▶ [ENUNCIADO DEL EJERCICIO]: Por favor, reproduce completo y sin ningún cambio el fragmento sobre don Quijote que aparece más abajo.

▶ [FRAGMENTO PROPORCIONADO]:
- - -

Y por último, el hecho de que en su sueño, vale decir, en su subconsciente, don Quijote acepte sin vacilar el encantamiento de Dulcinea, esto nos da la cabal medida de la decadencia, quebrantamiento y abdicación de su voluntad. La evidencia casi visual de tal medida la dan unas arrogantes palabras que pronunció nuestro héroe, alla en el capítulo IV de la primera parte, al retar a los mercaderes toledanos, y que conviene recordar ahora:

Todo el mundo se tenga, si todo el mundo no confiesa que no hay en el mundo todo doncella más hermosa que la emperatriz de la Mancha, la sin par Dulcinea del Toboso.


La dimensión imperativa de la voluntad de don Quijote llena ese «el mundo todo», que no se le cae de la boca. Bien es cierto que esto ocurrió alla en aquella época cuando don Quijote todavía tallaba el mundo a imagen suya, labrándolo con el cincel de su voluntad.

- - -

▶ [ENTRADAS PROPORCIONADAS]:
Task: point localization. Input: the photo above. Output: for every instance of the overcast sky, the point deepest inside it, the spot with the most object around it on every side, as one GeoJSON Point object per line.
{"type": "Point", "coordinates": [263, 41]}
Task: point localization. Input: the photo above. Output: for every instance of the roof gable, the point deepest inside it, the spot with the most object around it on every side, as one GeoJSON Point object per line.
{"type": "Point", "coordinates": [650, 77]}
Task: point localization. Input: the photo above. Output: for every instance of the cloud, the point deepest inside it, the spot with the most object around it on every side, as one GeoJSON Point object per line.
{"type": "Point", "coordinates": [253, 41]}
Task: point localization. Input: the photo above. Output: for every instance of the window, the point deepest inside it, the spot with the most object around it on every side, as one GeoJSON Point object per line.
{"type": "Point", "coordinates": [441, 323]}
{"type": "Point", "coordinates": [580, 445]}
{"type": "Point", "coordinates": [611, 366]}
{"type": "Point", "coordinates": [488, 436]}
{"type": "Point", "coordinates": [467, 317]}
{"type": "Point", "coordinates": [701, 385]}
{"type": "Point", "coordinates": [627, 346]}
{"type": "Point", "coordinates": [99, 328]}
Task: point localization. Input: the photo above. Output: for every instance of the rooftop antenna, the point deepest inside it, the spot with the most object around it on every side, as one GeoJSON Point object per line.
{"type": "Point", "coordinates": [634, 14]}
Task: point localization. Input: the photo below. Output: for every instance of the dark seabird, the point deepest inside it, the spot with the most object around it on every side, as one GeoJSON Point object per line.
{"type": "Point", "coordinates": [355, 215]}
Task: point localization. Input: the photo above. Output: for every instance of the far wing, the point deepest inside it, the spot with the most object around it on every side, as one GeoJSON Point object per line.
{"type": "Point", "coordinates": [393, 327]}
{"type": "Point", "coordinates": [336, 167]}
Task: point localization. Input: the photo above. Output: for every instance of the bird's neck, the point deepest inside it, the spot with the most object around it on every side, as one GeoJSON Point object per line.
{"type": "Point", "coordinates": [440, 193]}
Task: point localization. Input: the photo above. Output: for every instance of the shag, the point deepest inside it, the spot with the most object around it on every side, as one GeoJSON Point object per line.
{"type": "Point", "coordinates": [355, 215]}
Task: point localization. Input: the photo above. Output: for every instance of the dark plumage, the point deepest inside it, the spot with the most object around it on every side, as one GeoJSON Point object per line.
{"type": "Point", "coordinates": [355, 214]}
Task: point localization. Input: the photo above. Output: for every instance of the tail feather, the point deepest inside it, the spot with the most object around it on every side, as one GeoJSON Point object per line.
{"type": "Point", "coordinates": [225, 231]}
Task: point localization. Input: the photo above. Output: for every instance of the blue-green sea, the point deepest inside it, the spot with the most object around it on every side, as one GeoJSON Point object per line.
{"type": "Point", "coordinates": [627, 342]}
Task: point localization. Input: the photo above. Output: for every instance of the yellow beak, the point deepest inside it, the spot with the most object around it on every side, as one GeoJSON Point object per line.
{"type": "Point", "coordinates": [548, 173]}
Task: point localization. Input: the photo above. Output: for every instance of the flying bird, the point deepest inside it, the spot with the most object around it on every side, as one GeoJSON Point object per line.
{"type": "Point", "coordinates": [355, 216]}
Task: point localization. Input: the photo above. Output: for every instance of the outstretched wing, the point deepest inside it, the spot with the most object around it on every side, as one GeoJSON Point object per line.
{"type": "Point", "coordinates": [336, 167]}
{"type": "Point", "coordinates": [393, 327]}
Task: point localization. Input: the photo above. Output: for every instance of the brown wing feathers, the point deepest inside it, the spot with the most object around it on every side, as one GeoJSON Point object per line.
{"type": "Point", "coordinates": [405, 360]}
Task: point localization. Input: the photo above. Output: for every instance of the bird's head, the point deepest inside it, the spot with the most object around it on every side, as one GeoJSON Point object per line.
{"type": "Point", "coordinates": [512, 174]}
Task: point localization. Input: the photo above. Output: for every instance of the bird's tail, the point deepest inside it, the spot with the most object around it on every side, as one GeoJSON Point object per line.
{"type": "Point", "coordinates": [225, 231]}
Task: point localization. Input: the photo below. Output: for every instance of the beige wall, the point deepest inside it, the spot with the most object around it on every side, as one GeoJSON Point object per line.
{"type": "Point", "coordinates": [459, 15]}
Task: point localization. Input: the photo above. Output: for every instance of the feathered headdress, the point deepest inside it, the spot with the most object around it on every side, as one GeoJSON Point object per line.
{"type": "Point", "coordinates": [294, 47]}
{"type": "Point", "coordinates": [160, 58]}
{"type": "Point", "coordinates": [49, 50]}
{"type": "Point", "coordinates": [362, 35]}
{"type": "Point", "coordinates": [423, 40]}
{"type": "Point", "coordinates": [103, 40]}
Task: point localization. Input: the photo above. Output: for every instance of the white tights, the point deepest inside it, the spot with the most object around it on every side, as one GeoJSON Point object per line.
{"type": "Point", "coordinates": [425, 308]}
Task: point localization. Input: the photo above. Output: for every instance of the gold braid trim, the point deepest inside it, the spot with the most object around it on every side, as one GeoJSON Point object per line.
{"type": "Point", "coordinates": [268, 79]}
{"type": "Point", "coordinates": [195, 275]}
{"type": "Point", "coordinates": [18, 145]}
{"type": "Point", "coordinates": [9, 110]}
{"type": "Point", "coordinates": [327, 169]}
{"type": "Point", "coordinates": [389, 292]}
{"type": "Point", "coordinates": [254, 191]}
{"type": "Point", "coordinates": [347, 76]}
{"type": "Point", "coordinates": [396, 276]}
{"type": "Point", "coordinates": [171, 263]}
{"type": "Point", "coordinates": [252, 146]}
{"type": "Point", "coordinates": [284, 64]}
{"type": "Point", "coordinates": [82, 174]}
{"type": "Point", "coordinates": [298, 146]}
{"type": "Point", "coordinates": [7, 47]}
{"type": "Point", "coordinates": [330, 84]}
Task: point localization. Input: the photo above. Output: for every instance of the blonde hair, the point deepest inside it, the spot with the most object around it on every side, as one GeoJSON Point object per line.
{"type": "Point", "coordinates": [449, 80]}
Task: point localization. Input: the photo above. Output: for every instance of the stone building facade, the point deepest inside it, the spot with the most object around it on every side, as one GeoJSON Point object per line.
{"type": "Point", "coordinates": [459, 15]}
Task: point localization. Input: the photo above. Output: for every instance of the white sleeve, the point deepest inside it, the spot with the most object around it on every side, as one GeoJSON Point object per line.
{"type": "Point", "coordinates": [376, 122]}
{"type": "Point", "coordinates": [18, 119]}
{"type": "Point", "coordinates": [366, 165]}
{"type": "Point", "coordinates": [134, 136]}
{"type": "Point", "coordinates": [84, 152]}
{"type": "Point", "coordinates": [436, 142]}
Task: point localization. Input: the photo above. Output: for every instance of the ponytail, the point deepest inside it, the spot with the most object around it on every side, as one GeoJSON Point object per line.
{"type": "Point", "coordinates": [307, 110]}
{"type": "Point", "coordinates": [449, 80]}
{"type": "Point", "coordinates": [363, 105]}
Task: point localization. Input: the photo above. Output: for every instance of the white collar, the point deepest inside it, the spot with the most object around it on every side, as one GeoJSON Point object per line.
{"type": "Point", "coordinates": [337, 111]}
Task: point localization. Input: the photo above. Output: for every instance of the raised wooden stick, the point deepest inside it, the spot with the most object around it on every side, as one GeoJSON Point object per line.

- - -

▶ [RESULTADO DEL EJERCICIO]:
Y por último, el hecho de que en su sueño, vale decir, en su subconsciente, don Quijote acepte sin vacilar el encantamiento de Dulcinea, esto nos da la cabal medida de la decadencia, quebrantamiento y abdicación de su voluntad. La evidencia casi visual de tal medida la dan unas arrogantes palabras que pronunció nuestro héroe, alla en el capítulo IV de la primera parte, al retar a los mercaderes toledanos, y que conviene recordar ahora:

Todo el mundo se tenga, si todo el mundo no confiesa que no hay en el mundo todo doncella más hermosa que la emperatriz de la Mancha, la sin par Dulcinea del Toboso.


La dimensión imperativa de la voluntad de don Quijote llena ese «el mundo todo», que no se le cae de la boca. Bien es cierto que esto ocurrió alla en aquella época cuando don Quijote todavía tallaba el mundo a imagen suya, labrándolo con el cincel de su voluntad.